## Source records

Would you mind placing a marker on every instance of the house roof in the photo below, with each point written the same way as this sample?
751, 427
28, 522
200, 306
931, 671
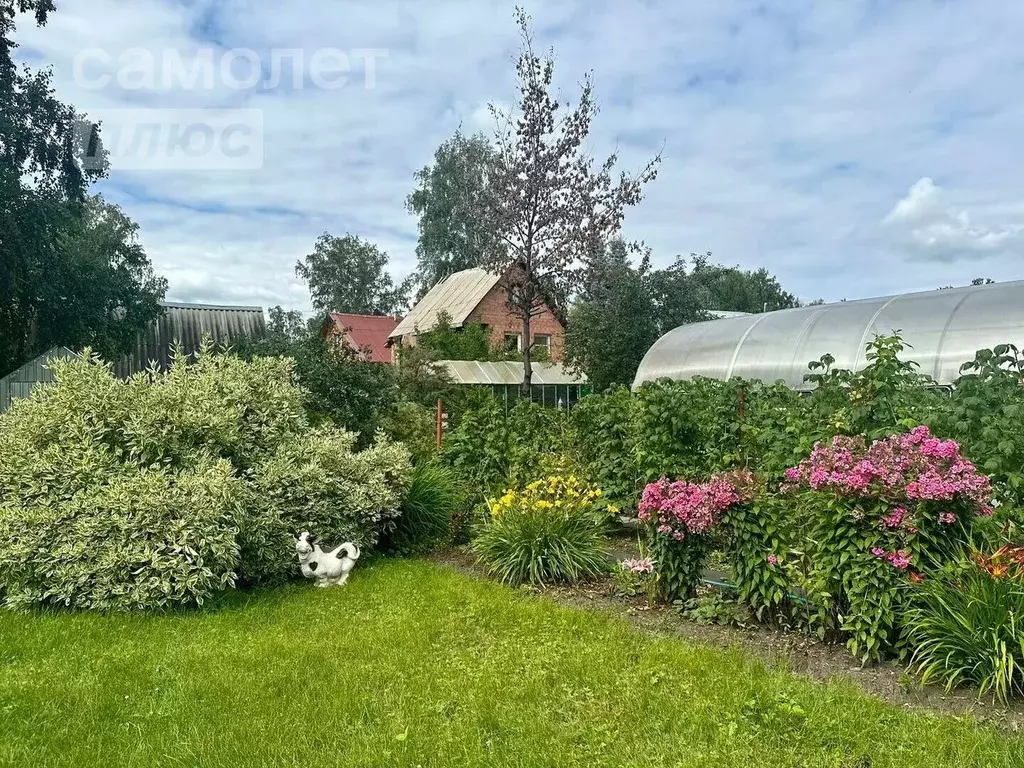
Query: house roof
368, 331
508, 372
458, 295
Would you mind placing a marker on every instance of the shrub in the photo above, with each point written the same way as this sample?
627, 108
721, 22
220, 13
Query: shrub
315, 482
986, 416
553, 530
427, 512
635, 578
416, 427
492, 450
878, 516
679, 518
159, 491
603, 433
966, 625
150, 538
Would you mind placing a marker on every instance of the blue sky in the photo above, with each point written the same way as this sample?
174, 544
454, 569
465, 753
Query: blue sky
854, 148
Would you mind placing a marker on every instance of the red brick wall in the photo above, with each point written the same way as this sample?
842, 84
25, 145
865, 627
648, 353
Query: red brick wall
494, 312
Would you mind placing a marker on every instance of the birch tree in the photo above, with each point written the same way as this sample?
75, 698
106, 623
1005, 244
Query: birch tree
547, 203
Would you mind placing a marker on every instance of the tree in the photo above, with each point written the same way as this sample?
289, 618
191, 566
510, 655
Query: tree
102, 292
732, 289
341, 387
546, 204
614, 321
349, 274
452, 239
48, 156
471, 342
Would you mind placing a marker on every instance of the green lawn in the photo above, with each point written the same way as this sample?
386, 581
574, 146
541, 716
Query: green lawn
413, 665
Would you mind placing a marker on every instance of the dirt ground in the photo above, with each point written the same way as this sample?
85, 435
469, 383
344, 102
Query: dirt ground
795, 651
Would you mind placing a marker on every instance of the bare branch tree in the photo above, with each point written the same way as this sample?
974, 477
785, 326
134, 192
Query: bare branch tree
547, 205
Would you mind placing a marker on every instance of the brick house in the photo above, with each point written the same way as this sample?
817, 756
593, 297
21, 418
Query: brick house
475, 296
367, 333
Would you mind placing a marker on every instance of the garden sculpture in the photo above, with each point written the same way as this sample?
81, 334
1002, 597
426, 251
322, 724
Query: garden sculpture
329, 568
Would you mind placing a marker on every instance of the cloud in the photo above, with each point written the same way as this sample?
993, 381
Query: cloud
933, 229
788, 129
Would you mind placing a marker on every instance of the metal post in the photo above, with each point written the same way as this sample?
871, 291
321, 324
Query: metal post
439, 413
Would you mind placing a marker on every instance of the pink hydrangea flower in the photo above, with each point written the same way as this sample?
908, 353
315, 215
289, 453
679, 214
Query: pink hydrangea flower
681, 508
899, 559
639, 565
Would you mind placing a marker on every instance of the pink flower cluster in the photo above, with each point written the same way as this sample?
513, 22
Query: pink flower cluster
680, 508
906, 467
639, 565
898, 559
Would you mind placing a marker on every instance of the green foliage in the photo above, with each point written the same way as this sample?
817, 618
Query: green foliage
718, 608
756, 531
670, 433
164, 489
680, 565
427, 511
603, 434
452, 239
492, 450
419, 665
986, 416
551, 531
414, 426
339, 386
470, 342
966, 628
614, 322
315, 482
146, 538
349, 274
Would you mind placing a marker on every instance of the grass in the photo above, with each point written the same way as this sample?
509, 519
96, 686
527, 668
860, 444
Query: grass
413, 665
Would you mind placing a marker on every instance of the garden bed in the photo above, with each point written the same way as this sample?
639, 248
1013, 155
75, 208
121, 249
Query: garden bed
795, 651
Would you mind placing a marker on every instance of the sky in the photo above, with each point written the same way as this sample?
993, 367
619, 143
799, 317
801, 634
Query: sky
853, 148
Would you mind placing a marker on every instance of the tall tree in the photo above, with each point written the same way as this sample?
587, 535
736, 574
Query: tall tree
614, 320
103, 291
546, 204
452, 239
732, 289
349, 274
48, 155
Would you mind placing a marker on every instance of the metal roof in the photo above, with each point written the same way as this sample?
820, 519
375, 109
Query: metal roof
471, 372
20, 382
187, 324
458, 295
944, 328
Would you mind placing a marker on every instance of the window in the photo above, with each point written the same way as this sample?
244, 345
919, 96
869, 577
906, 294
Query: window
513, 342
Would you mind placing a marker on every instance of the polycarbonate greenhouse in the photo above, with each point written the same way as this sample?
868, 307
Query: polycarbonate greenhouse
944, 328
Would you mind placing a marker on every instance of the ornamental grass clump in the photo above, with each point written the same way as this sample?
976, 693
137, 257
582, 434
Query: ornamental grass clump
878, 518
966, 625
680, 517
550, 531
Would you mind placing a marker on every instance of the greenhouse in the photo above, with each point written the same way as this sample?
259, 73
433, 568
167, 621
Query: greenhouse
944, 329
553, 384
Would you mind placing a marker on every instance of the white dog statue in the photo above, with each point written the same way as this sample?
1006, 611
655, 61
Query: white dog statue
329, 568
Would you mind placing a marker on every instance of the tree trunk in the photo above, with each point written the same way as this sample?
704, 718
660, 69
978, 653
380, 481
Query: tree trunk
527, 369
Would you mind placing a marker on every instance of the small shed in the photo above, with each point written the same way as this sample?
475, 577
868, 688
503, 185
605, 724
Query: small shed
553, 384
20, 382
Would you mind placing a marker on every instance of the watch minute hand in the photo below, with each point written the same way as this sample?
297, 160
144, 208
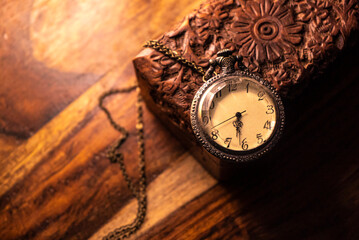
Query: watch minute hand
238, 115
224, 121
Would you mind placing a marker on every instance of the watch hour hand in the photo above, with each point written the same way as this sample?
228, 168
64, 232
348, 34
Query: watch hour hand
238, 115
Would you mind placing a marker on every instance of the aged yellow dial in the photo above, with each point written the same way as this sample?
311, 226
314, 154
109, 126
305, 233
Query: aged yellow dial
237, 115
241, 116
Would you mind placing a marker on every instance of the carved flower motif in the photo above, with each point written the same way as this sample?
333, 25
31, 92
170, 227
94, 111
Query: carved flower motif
313, 9
208, 20
265, 30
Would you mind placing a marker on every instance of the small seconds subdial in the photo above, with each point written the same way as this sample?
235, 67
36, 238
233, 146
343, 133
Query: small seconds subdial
239, 114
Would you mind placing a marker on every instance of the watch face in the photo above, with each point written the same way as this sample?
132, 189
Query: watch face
237, 116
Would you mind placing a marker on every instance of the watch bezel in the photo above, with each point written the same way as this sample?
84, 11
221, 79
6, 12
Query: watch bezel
226, 154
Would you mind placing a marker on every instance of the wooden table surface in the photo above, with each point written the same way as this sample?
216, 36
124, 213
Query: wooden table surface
58, 56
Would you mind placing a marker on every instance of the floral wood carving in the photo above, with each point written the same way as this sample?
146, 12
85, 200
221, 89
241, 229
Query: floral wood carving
287, 41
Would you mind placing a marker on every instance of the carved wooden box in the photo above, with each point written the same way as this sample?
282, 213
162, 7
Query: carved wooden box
288, 42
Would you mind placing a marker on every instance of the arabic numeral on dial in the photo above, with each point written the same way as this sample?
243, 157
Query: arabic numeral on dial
214, 134
244, 144
261, 95
270, 109
228, 142
267, 125
259, 138
205, 120
232, 87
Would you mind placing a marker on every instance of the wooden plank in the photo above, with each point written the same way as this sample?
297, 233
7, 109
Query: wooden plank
58, 184
49, 55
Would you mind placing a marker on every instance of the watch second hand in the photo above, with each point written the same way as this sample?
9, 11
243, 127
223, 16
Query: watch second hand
229, 119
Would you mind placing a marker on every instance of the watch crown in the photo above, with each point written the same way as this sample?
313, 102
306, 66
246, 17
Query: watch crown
224, 53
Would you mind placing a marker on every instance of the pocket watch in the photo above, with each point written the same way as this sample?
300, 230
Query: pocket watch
236, 115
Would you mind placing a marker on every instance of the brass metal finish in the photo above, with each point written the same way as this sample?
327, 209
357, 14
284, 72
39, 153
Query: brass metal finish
116, 157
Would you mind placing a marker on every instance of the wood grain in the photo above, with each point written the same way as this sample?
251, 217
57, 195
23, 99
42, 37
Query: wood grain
56, 183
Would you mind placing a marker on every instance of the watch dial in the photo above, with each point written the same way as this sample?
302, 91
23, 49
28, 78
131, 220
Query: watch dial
238, 113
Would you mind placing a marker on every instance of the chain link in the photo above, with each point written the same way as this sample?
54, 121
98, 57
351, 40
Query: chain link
174, 55
116, 157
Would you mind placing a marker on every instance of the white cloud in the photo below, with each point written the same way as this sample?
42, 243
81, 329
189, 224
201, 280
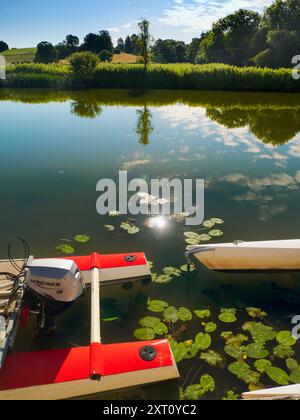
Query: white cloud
195, 16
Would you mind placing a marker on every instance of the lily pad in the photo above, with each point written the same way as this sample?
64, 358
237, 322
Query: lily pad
194, 241
278, 375
217, 221
109, 228
212, 358
295, 376
144, 334
260, 333
228, 316
162, 279
188, 268
179, 350
82, 239
204, 238
210, 327
256, 351
262, 365
157, 305
216, 233
65, 249
286, 339
184, 314
235, 352
203, 313
172, 271
283, 352
208, 383
244, 373
208, 224
194, 392
256, 313
171, 314
203, 341
291, 364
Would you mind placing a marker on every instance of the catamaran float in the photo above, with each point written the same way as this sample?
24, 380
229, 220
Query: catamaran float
95, 371
249, 256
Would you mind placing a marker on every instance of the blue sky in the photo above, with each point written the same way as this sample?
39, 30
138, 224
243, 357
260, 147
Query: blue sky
25, 23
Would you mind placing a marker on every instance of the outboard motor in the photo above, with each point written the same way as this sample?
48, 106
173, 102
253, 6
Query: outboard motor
52, 286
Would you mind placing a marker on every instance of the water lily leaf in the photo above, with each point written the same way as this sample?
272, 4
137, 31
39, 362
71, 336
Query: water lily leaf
114, 213
283, 352
231, 396
204, 313
171, 314
65, 249
83, 239
212, 358
162, 279
194, 392
256, 351
160, 328
228, 315
133, 230
204, 238
262, 365
278, 375
208, 383
291, 364
184, 314
260, 333
188, 268
144, 334
157, 305
149, 321
203, 341
295, 376
234, 340
191, 235
210, 327
208, 224
244, 373
235, 352
256, 313
216, 233
172, 271
217, 221
285, 338
179, 350
194, 241
109, 228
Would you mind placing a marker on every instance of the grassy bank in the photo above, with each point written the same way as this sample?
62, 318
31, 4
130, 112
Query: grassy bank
176, 76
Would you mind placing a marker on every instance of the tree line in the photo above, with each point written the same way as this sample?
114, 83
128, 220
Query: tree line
242, 38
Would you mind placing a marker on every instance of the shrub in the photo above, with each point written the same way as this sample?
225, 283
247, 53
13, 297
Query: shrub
84, 65
105, 56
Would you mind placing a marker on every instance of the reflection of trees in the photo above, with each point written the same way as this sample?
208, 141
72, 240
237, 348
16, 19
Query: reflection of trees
271, 126
144, 125
86, 108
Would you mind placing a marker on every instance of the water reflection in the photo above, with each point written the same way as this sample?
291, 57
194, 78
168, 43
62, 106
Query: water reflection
144, 125
272, 118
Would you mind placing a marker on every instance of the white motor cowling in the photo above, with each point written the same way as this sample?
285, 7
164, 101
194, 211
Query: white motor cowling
55, 279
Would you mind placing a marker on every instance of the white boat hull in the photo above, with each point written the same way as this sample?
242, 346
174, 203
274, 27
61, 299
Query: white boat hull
249, 256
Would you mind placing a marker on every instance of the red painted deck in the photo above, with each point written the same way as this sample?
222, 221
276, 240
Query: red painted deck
24, 370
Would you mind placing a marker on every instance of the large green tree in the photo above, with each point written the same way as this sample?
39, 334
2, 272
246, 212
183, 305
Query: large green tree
3, 46
145, 42
45, 53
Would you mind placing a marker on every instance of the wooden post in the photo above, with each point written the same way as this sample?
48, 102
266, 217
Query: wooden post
95, 310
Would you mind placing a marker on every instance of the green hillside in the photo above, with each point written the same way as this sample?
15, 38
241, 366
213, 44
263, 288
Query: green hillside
19, 55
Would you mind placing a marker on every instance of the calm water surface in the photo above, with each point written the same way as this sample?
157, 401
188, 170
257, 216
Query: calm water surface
55, 146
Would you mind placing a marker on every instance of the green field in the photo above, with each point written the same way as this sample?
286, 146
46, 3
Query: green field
19, 55
163, 76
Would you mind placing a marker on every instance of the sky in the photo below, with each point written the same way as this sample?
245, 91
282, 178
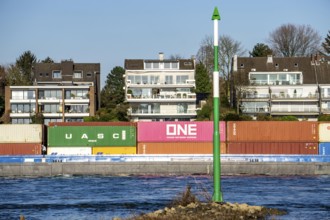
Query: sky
110, 31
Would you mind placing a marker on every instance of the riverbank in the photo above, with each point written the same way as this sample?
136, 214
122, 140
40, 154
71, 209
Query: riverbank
161, 168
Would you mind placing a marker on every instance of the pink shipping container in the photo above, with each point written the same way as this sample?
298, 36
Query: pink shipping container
179, 131
179, 148
272, 131
20, 149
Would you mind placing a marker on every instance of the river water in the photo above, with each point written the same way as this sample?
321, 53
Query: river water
101, 198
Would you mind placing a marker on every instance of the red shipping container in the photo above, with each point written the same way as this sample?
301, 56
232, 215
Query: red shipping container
179, 131
20, 149
272, 131
178, 148
272, 148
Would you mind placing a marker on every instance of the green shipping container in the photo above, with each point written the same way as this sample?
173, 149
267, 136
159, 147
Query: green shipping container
91, 136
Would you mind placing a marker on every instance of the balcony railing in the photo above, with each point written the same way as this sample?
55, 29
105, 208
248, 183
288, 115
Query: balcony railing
254, 110
256, 96
164, 96
294, 96
301, 109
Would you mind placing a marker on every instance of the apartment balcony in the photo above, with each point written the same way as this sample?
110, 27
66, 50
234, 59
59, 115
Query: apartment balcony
294, 97
258, 110
255, 97
295, 110
325, 110
157, 113
163, 97
325, 97
22, 101
160, 84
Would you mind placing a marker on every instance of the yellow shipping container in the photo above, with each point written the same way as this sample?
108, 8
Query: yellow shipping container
113, 150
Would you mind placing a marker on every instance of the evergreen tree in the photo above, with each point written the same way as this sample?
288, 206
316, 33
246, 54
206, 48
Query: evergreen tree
113, 106
25, 63
261, 50
203, 84
326, 44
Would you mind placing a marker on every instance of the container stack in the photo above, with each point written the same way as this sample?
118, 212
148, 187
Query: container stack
21, 139
178, 137
272, 137
87, 138
324, 138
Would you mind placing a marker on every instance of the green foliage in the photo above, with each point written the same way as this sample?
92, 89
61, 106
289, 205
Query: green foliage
261, 50
2, 105
25, 63
326, 44
15, 77
113, 103
47, 60
202, 79
205, 114
37, 118
324, 118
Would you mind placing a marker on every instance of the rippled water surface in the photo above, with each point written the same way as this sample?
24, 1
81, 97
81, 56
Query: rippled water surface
94, 197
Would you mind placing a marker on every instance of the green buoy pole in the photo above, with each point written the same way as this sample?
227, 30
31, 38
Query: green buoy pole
217, 195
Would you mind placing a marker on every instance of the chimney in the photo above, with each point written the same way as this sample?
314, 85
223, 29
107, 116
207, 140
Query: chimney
161, 56
269, 59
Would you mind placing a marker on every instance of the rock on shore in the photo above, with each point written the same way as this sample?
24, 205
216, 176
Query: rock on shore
197, 211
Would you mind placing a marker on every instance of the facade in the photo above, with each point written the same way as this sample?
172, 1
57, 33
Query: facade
160, 89
65, 91
298, 86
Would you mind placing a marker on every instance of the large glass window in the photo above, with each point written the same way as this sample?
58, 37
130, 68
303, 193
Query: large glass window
77, 74
168, 79
181, 79
57, 74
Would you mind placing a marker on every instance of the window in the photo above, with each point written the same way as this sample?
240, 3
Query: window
181, 79
77, 74
57, 74
168, 79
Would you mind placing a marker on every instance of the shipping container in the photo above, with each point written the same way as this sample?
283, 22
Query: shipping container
113, 150
272, 148
20, 149
69, 150
179, 131
324, 148
21, 133
178, 148
324, 132
91, 136
272, 131
92, 123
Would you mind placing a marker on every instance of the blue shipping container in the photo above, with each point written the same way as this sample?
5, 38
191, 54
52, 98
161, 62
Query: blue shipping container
324, 148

## Written request
Give back, exactly as written, the lines from the one with "the green buoy" to the last line.

## Written response
Would you mind placing a marker on every instance of the green buoy pole in the photo above, with each point written the same way as this sample?
227, 30
31, 38
Query: green buoy pole
217, 195
Would you mind placing a marker on every instance of the chimney in the photo above, with each point written the same way as this sample?
314, 85
223, 29
107, 116
207, 140
Query: chimney
161, 56
269, 59
Would you mind placing a marker on every instance of the rock on shore in the photo above, with each point written the same way as this sample?
24, 205
216, 176
Query: rock on shore
197, 211
Would you mind placing a marker on every instance of the facade in the photo above, with each point written the same way as this sample?
172, 1
57, 33
Query: facade
160, 89
65, 91
298, 86
Would you mind placing a marker on every instance of the large glass window in the photo above, with each point written the same way as this sample?
58, 37
130, 68
303, 193
Query: large glass window
77, 74
168, 79
181, 79
57, 74
Would you mind placing a marker on every instance of the window in the photo above, with each point written the same way as this sample?
240, 3
Query: window
181, 79
77, 74
57, 74
168, 79
Would you mind placing a marker on every instance of the shipping container in the photo above, with each point written the same way as this sample?
283, 22
Query: shipping container
113, 150
272, 148
20, 149
69, 150
179, 131
324, 148
21, 133
178, 148
324, 132
91, 136
272, 131
92, 123
Would you mind placing a marker on every instance of the blue shipping container in the photo above, with each point written the same way as this sample?
5, 38
191, 54
52, 98
161, 62
Query: blue shipping container
324, 148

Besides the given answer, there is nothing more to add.